Dataset entries:
_ _ _

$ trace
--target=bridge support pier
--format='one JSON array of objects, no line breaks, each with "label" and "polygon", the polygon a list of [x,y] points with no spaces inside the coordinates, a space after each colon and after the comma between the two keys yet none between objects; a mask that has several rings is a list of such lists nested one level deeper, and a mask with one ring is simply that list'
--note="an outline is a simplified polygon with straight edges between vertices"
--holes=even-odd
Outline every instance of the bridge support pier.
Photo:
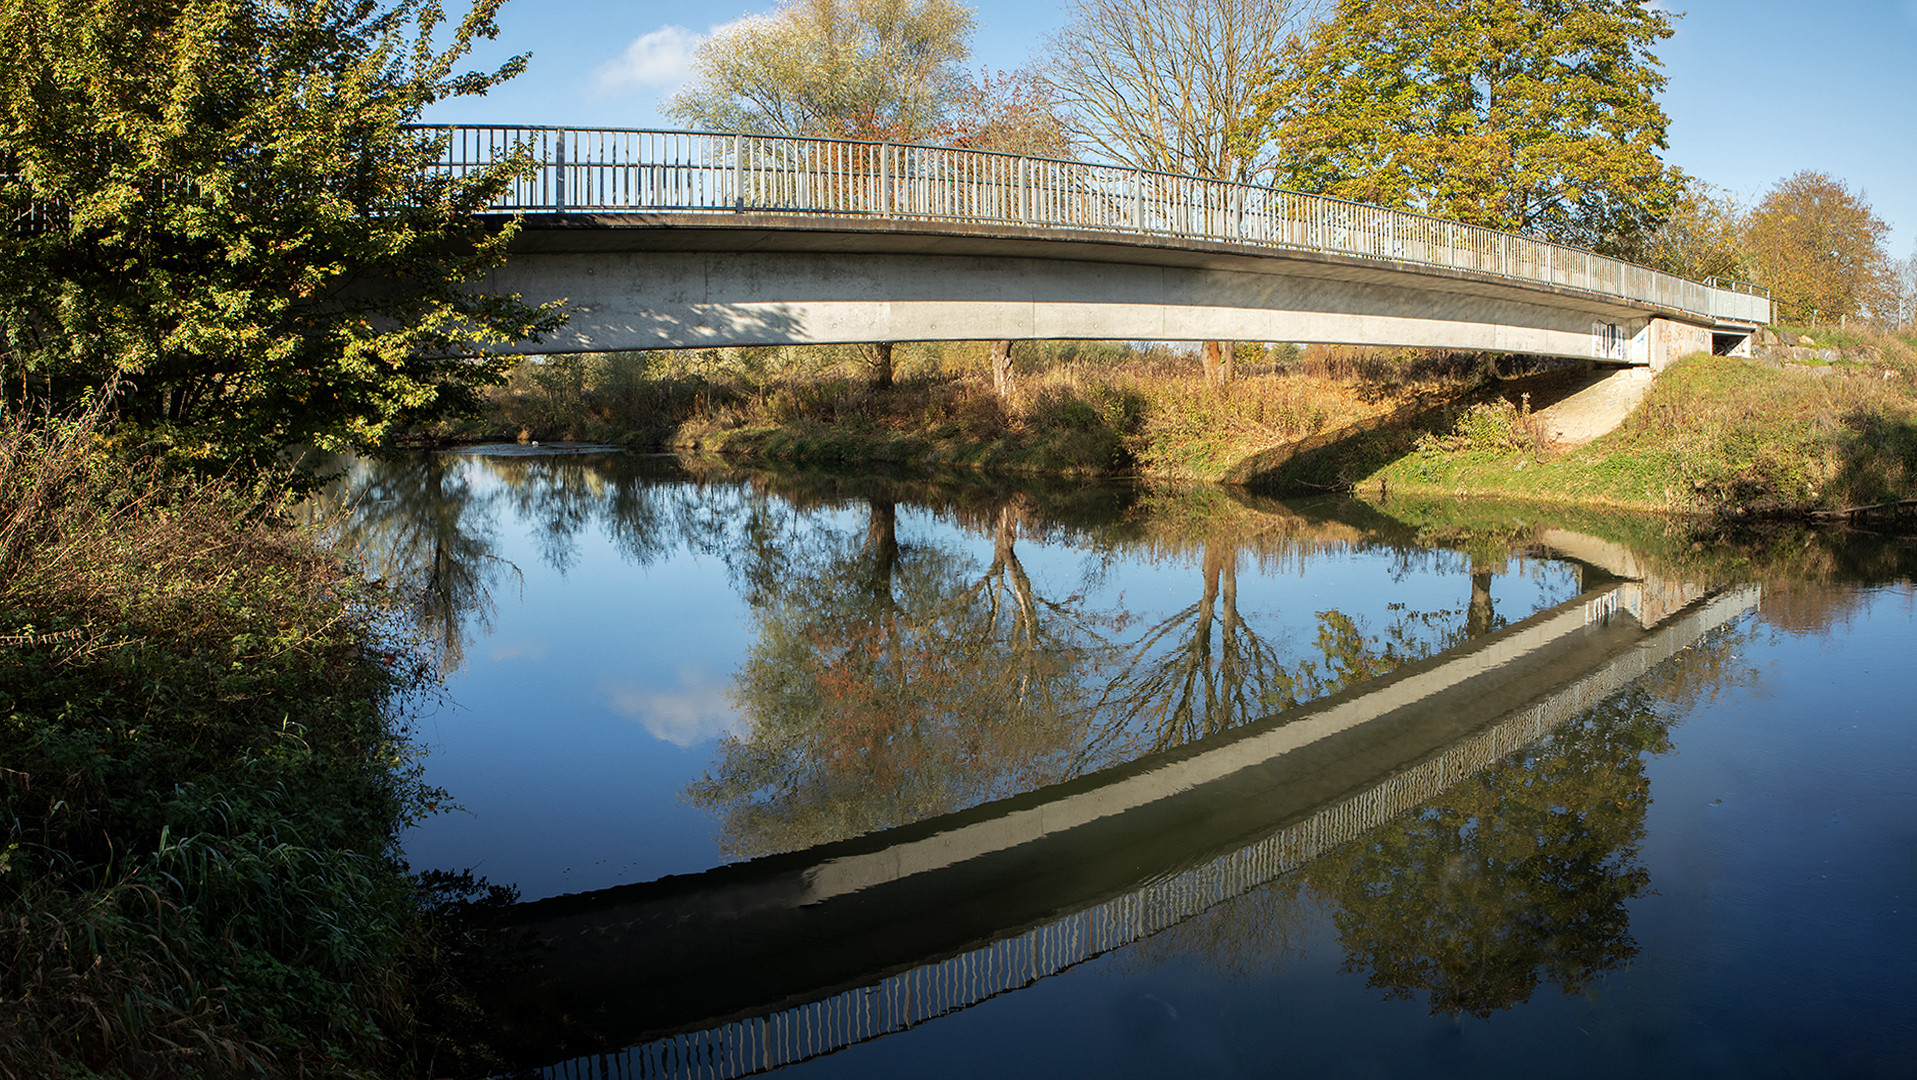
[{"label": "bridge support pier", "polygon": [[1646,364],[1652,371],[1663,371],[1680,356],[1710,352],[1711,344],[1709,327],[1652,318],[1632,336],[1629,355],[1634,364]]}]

_ _ _

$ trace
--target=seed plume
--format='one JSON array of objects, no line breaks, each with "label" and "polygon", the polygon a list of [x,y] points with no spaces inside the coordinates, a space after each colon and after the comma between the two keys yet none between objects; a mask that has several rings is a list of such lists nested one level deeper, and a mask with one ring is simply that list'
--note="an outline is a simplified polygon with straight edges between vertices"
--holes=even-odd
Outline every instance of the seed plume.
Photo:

_ _ _

# Assigned task
The word "every" appears in some lines of the data; state how many such lines there are, and nothing further.

# Your response
2